_EXERCISE DETAILS_: Reproduce each of the rows below word for word, omitting the pictures from your response.

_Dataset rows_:
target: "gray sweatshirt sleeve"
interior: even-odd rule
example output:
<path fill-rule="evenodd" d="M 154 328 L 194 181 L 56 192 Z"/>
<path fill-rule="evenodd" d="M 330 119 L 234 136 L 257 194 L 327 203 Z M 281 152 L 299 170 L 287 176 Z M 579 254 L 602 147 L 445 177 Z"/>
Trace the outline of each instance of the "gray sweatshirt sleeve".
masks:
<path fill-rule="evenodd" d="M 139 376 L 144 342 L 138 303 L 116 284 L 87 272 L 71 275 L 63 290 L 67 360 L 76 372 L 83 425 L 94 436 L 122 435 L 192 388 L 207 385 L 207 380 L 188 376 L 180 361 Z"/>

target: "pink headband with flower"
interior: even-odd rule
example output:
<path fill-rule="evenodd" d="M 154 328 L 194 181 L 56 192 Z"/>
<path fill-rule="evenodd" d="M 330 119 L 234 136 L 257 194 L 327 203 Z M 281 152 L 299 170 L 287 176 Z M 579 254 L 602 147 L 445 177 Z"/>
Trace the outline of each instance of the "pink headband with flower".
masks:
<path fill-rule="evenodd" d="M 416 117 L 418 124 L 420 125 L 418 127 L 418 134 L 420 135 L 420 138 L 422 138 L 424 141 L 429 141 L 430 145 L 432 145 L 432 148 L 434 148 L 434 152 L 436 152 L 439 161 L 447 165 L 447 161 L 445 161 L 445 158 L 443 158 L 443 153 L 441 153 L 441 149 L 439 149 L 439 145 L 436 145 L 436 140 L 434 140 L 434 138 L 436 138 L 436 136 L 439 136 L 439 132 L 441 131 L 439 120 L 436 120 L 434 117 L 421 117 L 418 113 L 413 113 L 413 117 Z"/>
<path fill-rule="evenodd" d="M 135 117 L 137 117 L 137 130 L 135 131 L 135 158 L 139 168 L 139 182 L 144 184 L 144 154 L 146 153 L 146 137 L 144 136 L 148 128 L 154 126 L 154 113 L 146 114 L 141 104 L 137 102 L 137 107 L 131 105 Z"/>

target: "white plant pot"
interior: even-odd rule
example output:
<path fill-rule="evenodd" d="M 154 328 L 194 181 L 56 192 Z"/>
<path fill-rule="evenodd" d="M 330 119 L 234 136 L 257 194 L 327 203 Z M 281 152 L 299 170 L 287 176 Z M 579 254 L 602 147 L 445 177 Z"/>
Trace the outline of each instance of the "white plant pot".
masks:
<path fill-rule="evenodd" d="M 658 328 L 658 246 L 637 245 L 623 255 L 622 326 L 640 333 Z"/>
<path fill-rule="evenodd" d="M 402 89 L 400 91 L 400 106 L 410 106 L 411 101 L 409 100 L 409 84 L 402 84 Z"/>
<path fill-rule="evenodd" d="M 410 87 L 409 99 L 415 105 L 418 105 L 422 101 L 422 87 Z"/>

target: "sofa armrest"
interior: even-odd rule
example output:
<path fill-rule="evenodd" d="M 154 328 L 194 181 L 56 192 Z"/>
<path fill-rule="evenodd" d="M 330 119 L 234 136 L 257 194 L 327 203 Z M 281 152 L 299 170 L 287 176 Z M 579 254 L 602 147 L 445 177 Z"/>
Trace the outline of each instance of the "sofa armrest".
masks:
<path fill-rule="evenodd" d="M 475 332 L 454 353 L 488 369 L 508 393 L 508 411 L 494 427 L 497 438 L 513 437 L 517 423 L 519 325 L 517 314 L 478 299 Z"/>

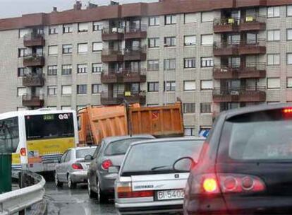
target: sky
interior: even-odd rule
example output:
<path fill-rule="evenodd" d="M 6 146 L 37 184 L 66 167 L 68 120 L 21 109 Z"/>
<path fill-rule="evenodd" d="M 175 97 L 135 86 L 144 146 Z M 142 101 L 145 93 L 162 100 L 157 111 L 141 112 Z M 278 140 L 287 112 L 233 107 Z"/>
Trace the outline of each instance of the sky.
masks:
<path fill-rule="evenodd" d="M 82 0 L 87 5 L 89 0 Z M 90 0 L 99 5 L 109 4 L 110 0 Z M 115 0 L 120 4 L 134 2 L 153 2 L 157 0 Z M 33 13 L 49 13 L 54 6 L 58 11 L 73 8 L 75 0 L 0 0 L 0 18 L 21 16 L 22 14 Z"/>

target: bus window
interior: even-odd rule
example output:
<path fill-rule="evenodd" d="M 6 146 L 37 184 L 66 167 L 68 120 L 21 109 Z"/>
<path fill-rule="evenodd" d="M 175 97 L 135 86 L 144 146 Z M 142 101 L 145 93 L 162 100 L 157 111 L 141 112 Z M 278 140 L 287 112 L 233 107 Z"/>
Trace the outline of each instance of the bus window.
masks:
<path fill-rule="evenodd" d="M 15 153 L 18 144 L 18 118 L 0 120 L 0 152 Z"/>

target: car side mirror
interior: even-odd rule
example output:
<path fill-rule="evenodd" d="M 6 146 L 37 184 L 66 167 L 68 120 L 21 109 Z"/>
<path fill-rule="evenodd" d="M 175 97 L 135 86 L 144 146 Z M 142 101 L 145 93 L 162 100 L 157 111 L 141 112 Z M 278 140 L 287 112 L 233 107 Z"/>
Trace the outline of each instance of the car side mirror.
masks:
<path fill-rule="evenodd" d="M 109 173 L 118 173 L 118 171 L 120 170 L 119 166 L 111 166 L 109 168 Z"/>
<path fill-rule="evenodd" d="M 174 162 L 174 170 L 179 172 L 189 172 L 197 164 L 190 157 L 183 157 Z"/>
<path fill-rule="evenodd" d="M 84 160 L 85 160 L 85 161 L 91 161 L 93 160 L 93 157 L 91 155 L 87 155 L 85 158 Z"/>

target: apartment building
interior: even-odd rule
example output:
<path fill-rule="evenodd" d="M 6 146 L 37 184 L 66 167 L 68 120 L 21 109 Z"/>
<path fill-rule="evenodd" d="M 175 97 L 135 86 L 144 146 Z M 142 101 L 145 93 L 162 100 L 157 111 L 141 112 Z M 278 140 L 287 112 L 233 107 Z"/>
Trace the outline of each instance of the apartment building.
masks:
<path fill-rule="evenodd" d="M 186 135 L 221 111 L 292 101 L 291 0 L 160 0 L 0 20 L 0 112 L 183 103 Z"/>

_FINISHED EXERCISE_:
target: "gray sweatshirt sleeve"
interior: even-odd rule
example output:
<path fill-rule="evenodd" d="M 154 328 L 194 181 L 56 192 Z"/>
<path fill-rule="evenodd" d="M 330 119 L 234 136 L 257 194 L 327 203 Z M 281 152 L 299 170 L 287 176 Z M 579 254 L 602 147 L 445 177 Z"/>
Trace the outline of each instance of the "gray sweatshirt sleeve".
masks:
<path fill-rule="evenodd" d="M 139 376 L 144 342 L 138 303 L 116 284 L 87 272 L 71 275 L 63 290 L 67 360 L 76 372 L 83 425 L 94 436 L 122 435 L 192 388 L 207 385 L 207 380 L 188 376 L 180 361 Z"/>

target: "pink headband with flower"
interior: even-odd rule
example output:
<path fill-rule="evenodd" d="M 154 328 L 194 181 L 56 192 Z"/>
<path fill-rule="evenodd" d="M 330 119 L 234 136 L 257 194 L 327 203 Z M 281 152 L 299 170 L 287 176 Z M 579 254 L 602 147 L 445 177 Z"/>
Trace the outline of each instance of the "pink headband with flower".
masks:
<path fill-rule="evenodd" d="M 416 117 L 418 124 L 420 125 L 418 127 L 418 134 L 420 135 L 420 138 L 422 138 L 424 141 L 429 141 L 430 145 L 432 145 L 432 148 L 434 148 L 434 152 L 436 152 L 439 161 L 447 165 L 447 161 L 445 161 L 445 158 L 443 158 L 443 153 L 441 153 L 441 149 L 439 149 L 439 145 L 436 145 L 436 140 L 434 140 L 434 138 L 436 138 L 436 136 L 439 136 L 439 132 L 441 131 L 439 120 L 436 120 L 434 117 L 421 117 L 418 113 L 413 113 L 413 117 Z"/>
<path fill-rule="evenodd" d="M 135 117 L 137 117 L 137 130 L 135 131 L 135 158 L 139 168 L 139 182 L 144 184 L 144 154 L 146 153 L 146 137 L 144 136 L 148 128 L 154 126 L 154 113 L 146 114 L 141 104 L 137 102 L 137 107 L 131 105 Z"/>

target: "white plant pot"
interior: even-odd rule
example output:
<path fill-rule="evenodd" d="M 154 328 L 194 181 L 56 192 Z"/>
<path fill-rule="evenodd" d="M 330 119 L 234 136 L 257 194 L 327 203 Z M 281 152 L 299 170 L 287 176 Z M 579 254 L 602 147 L 445 177 Z"/>
Trace the outline of each instance of the "white plant pot".
masks:
<path fill-rule="evenodd" d="M 658 328 L 658 246 L 637 245 L 623 255 L 622 326 L 640 333 Z"/>
<path fill-rule="evenodd" d="M 402 89 L 400 91 L 400 106 L 410 106 L 411 101 L 409 100 L 409 84 L 402 84 Z"/>
<path fill-rule="evenodd" d="M 410 87 L 409 99 L 415 105 L 418 105 L 422 101 L 422 87 Z"/>

target: "sofa armrest"
interior: even-odd rule
example output:
<path fill-rule="evenodd" d="M 154 328 L 194 181 L 56 192 Z"/>
<path fill-rule="evenodd" d="M 330 119 L 234 136 L 257 194 L 327 203 Z M 281 152 L 299 170 L 287 176 Z M 579 254 L 602 147 L 445 177 Z"/>
Trace the outline of each instance of the "sofa armrest".
masks:
<path fill-rule="evenodd" d="M 475 332 L 454 353 L 488 369 L 508 393 L 508 411 L 494 427 L 497 438 L 513 437 L 517 423 L 519 325 L 517 314 L 478 299 Z"/>

target: sky
interior: even-odd rule
example output:
<path fill-rule="evenodd" d="M 6 146 L 37 184 L 66 167 L 68 120 L 21 109 Z"/>
<path fill-rule="evenodd" d="M 175 97 L 135 86 L 144 146 Z M 142 101 L 145 93 L 162 100 L 157 111 L 141 112 Z M 278 140 L 287 112 L 233 107 Z"/>
Trace the outline of each instance of the sky.
masks:
<path fill-rule="evenodd" d="M 82 0 L 87 5 L 89 0 Z M 90 0 L 99 5 L 109 4 L 110 0 Z M 115 0 L 120 4 L 134 2 L 153 2 L 157 0 Z M 33 13 L 49 13 L 54 6 L 58 11 L 73 8 L 75 0 L 0 0 L 0 18 L 21 16 L 22 14 Z"/>

target: bus window
interior: even-odd rule
example output:
<path fill-rule="evenodd" d="M 6 146 L 37 184 L 66 167 L 68 120 L 21 109 Z"/>
<path fill-rule="evenodd" d="M 175 97 L 135 86 L 144 146 Z M 142 101 L 145 93 L 162 100 L 157 111 L 141 112 Z M 278 140 L 287 112 L 233 107 Z"/>
Trace the outline of each instance of the bus window.
masks:
<path fill-rule="evenodd" d="M 15 153 L 18 144 L 18 118 L 0 120 L 0 152 Z"/>

target: car side mirror
interior: even-odd rule
example output:
<path fill-rule="evenodd" d="M 6 146 L 37 184 L 66 167 L 68 120 L 21 109 Z"/>
<path fill-rule="evenodd" d="M 175 97 L 135 86 L 144 146 Z M 142 101 L 145 93 L 162 100 L 157 111 L 141 112 Z M 278 140 L 287 112 L 233 107 Z"/>
Trace the outline of each instance of the car side mirror.
masks:
<path fill-rule="evenodd" d="M 109 173 L 118 173 L 118 171 L 120 170 L 119 166 L 111 166 L 109 168 Z"/>
<path fill-rule="evenodd" d="M 174 162 L 174 170 L 179 172 L 189 172 L 197 164 L 190 157 L 183 157 Z"/>
<path fill-rule="evenodd" d="M 84 160 L 85 160 L 85 161 L 91 161 L 93 160 L 93 157 L 91 155 L 87 155 L 85 158 Z"/>

target: apartment building
interior: even-odd rule
example output:
<path fill-rule="evenodd" d="M 6 146 L 37 184 L 66 167 L 68 120 L 21 109 Z"/>
<path fill-rule="evenodd" d="M 175 97 L 135 86 L 144 146 Z M 142 101 L 145 93 L 162 100 L 157 111 L 141 112 Z M 278 140 L 287 112 L 233 107 Z"/>
Trace the outline of each instance of the apartment building.
masks:
<path fill-rule="evenodd" d="M 186 135 L 221 111 L 292 101 L 291 0 L 160 0 L 0 20 L 0 112 L 183 103 Z"/>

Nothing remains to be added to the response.